Counterpunch, May 2, 2016
“The 2016 presidential election,” Diana Johnstone recently wrote, “is shaping up as a contest between the two most hated people in America.” Bernie Sanders has called it quits. That’s what it means when your campaign says, as Bernie’s did two nights ago, that it looks forward to going to the Democratic National Convention to fight over the party’s platform, not over its presidential nomination. There’ll be no contested convention on the Democratic side. So what if Hillary Clinton is a “right wing fanatic” (Arun Gupta), a close friend of Wall Street, a backer of so-called free trade deals, and a spine-chilling war monger?

◆ **CHALLENGE**
In the excerpt on the 2016 presidential election, where did the Sanders campaign say it looked forward to going to fight over the party's platform?

◆ **LISTED ENTRIES**
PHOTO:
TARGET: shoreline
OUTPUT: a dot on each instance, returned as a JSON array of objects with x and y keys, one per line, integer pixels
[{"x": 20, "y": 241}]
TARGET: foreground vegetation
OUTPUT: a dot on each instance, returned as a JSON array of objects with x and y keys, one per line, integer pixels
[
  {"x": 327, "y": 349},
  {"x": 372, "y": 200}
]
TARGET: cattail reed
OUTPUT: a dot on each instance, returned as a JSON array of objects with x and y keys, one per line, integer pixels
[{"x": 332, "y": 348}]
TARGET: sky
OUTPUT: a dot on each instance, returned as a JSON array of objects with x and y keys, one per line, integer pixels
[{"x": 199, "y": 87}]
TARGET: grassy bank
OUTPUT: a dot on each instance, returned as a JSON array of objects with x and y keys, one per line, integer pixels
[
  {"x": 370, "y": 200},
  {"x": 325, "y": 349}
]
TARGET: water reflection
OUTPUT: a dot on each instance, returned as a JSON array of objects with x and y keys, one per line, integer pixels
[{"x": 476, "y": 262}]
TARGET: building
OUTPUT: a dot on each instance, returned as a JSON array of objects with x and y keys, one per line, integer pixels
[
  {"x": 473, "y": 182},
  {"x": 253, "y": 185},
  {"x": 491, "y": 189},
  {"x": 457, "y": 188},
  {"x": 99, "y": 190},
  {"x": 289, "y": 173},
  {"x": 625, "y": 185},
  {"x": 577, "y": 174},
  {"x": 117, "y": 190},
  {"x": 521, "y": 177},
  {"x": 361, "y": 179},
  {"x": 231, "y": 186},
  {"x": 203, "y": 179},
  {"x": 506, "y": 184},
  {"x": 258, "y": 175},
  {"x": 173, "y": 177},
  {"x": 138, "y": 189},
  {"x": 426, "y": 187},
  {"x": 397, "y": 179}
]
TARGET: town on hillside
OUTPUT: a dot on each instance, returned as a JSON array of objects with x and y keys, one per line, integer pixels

--

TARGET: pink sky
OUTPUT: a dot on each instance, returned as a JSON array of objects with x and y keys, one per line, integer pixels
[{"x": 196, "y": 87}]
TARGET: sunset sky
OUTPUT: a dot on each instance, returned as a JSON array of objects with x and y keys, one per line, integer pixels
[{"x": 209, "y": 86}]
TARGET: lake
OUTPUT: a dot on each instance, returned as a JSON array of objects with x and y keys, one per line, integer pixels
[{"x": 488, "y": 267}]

◆ **FINISHED TASK**
The Democratic National Convention.